Rows from a box-labeling dataset:
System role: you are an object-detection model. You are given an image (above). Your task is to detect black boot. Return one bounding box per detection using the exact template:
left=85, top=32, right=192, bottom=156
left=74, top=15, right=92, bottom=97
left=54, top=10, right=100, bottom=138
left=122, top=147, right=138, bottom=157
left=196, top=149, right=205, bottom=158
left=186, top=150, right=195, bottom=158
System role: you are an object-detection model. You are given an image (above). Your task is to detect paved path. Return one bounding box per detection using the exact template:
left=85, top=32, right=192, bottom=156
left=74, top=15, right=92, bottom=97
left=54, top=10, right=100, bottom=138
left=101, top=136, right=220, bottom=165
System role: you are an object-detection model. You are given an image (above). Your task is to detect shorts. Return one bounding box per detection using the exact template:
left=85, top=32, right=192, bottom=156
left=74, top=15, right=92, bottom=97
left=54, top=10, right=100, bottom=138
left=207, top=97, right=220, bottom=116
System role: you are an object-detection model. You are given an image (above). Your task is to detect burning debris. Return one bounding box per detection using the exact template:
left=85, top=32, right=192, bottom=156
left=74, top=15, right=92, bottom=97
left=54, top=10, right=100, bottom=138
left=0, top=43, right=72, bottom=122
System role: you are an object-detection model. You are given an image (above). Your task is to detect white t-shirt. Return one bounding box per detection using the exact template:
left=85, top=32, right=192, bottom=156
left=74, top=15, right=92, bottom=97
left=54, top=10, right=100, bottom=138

* * *

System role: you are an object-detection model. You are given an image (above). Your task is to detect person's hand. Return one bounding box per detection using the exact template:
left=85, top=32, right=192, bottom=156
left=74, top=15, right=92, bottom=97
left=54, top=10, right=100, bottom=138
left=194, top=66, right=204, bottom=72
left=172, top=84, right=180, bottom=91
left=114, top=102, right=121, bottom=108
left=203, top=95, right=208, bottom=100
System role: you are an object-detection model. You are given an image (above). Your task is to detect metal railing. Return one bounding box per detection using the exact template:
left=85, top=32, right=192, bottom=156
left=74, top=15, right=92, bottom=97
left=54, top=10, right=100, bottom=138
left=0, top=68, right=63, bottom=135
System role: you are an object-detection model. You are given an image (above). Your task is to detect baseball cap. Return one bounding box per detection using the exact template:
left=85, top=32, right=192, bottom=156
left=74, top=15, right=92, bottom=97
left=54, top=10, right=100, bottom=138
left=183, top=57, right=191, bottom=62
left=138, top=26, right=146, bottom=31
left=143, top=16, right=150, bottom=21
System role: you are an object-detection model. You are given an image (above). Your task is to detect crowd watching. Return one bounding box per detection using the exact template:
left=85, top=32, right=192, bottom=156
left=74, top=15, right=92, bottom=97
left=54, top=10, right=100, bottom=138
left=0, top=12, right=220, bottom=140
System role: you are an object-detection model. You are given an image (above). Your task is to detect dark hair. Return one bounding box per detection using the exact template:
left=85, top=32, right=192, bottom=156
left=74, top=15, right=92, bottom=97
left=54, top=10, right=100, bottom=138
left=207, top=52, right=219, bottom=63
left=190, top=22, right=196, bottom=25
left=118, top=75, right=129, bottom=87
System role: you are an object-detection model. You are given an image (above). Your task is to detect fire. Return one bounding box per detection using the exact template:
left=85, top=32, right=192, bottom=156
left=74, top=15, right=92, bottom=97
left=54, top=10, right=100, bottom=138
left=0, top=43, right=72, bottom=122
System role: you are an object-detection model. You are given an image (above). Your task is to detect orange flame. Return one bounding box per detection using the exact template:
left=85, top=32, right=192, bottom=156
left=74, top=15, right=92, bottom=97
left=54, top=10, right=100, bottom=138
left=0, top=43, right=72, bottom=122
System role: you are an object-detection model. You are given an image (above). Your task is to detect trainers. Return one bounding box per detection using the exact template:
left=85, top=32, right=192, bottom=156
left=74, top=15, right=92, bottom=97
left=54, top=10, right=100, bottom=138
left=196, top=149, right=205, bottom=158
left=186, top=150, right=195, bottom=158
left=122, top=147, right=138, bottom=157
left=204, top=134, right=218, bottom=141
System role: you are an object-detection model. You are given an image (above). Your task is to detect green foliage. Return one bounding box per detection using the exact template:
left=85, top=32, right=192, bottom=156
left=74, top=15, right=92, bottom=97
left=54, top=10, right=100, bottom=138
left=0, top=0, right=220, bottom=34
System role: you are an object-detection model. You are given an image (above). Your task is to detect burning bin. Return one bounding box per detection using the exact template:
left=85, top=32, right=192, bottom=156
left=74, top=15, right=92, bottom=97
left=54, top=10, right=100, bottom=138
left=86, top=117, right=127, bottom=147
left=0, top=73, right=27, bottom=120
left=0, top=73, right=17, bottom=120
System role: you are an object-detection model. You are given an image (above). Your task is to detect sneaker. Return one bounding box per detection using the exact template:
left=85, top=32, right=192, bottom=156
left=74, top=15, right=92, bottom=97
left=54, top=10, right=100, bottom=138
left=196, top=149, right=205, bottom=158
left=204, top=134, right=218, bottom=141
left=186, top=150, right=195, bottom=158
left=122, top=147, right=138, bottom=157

■ What needs to be done ■
Copy the lines word for word, from the one containing "to detect black" down to the one containing "left=207, top=97, right=220, bottom=116", with both of those lines included.

■ Answer to this task ■
System role: you are an object-detection model. You are given an image (above). Your task is to detect black boot. Return one bounding box per detection using the exact template:
left=85, top=32, right=192, bottom=156
left=74, top=15, right=92, bottom=97
left=54, top=10, right=100, bottom=138
left=122, top=147, right=138, bottom=157
left=196, top=149, right=205, bottom=158
left=186, top=150, right=195, bottom=158
System role: you are an object-detection model. You are given an image (above). Your task is to detect paved path. Return one bounding box per detection using the exact template:
left=85, top=32, right=192, bottom=156
left=74, top=15, right=92, bottom=97
left=54, top=10, right=100, bottom=138
left=101, top=136, right=220, bottom=165
System role: you are an object-detection model. You are given an image (above). Your task is to detect shorts. Return one bounding box per detection using the exact template:
left=85, top=32, right=192, bottom=156
left=74, top=15, right=92, bottom=97
left=54, top=10, right=100, bottom=138
left=207, top=97, right=220, bottom=116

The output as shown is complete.